Please give back, word for word, only the lines starting at the one containing "Target: dark ponytail" and ending at the one containing "Task: point at the green leaf." within the material below.

#### Data for the task ####

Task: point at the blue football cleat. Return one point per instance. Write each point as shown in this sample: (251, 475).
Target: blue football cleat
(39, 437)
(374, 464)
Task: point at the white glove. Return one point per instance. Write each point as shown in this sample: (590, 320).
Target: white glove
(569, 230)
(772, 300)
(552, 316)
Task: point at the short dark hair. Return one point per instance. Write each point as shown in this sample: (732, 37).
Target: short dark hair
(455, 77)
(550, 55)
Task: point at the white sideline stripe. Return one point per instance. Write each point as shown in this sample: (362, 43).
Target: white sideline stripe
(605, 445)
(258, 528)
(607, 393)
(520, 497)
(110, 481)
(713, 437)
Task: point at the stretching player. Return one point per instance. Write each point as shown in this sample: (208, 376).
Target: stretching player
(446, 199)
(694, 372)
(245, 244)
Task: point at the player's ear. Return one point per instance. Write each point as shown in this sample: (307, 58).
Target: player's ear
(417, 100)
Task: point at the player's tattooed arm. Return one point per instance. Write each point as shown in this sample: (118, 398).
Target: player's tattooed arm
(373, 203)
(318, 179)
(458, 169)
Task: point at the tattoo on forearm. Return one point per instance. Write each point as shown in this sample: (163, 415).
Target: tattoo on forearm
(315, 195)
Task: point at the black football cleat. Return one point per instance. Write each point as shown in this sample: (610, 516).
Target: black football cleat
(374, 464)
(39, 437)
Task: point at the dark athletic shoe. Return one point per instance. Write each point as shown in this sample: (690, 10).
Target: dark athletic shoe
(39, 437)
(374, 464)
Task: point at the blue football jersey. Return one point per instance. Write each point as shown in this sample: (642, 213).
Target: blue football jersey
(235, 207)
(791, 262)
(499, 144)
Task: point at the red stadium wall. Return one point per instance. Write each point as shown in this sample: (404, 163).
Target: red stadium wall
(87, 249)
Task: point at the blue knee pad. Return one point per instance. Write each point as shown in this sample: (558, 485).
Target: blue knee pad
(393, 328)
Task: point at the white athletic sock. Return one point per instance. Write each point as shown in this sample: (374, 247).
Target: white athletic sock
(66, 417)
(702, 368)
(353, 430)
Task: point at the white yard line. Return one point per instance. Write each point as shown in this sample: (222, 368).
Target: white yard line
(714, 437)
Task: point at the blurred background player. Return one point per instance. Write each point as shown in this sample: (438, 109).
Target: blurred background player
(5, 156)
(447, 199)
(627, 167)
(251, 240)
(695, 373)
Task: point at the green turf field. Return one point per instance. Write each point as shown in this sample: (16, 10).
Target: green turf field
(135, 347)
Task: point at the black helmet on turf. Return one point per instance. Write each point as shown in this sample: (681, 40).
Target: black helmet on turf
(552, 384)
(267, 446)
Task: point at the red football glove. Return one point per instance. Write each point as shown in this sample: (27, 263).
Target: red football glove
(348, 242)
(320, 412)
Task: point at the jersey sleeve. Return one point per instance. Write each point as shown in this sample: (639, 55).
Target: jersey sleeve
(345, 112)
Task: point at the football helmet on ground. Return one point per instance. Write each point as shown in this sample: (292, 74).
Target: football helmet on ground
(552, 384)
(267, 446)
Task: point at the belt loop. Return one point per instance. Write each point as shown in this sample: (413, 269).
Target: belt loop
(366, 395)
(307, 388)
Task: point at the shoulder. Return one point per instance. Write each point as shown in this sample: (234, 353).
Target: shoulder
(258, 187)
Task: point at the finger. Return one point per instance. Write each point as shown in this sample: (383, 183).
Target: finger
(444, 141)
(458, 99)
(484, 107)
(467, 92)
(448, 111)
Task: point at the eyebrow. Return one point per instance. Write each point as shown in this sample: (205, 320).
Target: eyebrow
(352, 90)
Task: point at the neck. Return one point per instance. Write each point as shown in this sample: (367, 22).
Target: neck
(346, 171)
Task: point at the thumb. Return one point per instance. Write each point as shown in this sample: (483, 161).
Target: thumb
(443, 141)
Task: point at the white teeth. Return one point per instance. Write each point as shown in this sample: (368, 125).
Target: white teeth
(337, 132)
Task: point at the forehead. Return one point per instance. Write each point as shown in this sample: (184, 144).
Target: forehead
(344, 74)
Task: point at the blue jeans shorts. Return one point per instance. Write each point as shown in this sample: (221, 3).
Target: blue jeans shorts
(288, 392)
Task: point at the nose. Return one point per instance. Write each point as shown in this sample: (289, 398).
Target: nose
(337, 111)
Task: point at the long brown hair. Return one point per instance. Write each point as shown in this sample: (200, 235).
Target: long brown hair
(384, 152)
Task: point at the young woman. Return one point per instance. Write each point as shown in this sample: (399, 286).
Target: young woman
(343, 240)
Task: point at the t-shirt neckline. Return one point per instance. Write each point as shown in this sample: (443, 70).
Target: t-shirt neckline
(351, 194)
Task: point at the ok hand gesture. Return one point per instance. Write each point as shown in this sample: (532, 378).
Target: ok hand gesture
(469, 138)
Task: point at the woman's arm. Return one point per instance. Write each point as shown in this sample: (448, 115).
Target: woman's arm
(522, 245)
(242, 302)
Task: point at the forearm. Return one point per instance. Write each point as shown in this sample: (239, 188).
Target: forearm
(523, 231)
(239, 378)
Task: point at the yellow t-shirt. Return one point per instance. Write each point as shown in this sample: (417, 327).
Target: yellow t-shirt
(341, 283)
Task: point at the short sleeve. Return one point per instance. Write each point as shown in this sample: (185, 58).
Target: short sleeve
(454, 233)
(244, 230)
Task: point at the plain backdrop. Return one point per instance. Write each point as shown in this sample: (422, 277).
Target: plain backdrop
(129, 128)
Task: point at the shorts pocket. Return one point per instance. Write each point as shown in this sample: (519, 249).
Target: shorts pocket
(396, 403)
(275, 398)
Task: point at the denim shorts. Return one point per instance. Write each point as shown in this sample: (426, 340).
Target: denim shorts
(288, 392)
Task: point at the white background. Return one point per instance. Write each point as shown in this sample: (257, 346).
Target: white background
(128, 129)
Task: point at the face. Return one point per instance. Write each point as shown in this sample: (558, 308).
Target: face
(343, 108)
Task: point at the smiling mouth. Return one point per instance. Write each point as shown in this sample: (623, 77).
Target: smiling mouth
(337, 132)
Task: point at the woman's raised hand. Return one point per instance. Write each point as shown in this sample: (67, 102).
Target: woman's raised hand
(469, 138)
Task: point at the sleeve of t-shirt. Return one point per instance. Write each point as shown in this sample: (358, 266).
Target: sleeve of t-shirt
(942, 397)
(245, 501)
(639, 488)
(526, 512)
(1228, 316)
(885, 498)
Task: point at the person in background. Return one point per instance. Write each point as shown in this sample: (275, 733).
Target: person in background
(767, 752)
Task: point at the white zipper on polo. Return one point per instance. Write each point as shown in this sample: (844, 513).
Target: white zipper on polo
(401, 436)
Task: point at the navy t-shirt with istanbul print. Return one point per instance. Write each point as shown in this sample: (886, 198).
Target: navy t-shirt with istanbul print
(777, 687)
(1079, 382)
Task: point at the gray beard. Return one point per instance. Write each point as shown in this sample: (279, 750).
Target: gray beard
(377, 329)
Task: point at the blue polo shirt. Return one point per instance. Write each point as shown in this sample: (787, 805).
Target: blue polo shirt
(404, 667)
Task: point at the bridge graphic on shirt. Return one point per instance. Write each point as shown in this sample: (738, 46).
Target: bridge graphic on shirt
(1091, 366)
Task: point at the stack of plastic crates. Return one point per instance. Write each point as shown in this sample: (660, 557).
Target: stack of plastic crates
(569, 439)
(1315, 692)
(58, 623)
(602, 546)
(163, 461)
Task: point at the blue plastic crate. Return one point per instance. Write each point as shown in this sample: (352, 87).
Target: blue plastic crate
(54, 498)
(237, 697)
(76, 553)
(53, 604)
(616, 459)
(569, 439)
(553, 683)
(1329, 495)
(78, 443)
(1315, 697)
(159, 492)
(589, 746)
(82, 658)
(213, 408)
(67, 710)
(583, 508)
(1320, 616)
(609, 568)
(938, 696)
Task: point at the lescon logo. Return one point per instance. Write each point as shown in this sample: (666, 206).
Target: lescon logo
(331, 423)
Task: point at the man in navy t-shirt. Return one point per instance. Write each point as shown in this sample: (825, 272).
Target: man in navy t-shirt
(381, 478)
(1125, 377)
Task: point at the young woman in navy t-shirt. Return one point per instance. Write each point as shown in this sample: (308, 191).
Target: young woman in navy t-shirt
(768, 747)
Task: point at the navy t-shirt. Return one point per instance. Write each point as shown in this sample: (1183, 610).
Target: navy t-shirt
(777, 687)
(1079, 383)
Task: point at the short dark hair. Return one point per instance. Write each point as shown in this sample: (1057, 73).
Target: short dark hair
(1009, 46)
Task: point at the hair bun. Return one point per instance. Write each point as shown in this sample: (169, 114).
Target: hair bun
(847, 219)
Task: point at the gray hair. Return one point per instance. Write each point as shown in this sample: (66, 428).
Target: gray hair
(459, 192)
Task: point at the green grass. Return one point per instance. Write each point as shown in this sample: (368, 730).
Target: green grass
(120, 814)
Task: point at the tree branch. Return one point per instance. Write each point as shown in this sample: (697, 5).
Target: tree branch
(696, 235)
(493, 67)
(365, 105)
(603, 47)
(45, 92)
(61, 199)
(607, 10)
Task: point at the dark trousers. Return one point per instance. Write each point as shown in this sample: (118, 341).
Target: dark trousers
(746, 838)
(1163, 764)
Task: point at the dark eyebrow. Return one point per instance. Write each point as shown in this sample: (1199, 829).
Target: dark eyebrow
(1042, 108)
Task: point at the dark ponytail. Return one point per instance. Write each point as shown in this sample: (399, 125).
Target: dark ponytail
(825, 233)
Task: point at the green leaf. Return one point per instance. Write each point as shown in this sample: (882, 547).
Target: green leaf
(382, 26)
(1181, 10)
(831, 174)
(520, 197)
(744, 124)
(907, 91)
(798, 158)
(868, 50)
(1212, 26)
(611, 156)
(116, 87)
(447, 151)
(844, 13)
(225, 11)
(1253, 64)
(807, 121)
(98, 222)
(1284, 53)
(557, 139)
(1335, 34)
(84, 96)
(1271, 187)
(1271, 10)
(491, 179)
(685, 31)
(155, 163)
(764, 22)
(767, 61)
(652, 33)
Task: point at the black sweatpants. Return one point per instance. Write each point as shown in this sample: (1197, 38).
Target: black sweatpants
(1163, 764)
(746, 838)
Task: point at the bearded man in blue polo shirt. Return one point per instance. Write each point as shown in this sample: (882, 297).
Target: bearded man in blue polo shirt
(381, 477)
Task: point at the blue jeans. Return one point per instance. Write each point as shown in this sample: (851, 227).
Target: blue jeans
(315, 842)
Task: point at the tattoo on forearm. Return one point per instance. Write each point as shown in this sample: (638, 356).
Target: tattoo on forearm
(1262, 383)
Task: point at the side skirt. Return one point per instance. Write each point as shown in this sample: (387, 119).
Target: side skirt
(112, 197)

####

◆ **Final answer**:
Target: dark ponytail
(825, 233)
Task: point at the green leaf. Return one point per instance. Write each point as shown in this sample: (882, 547).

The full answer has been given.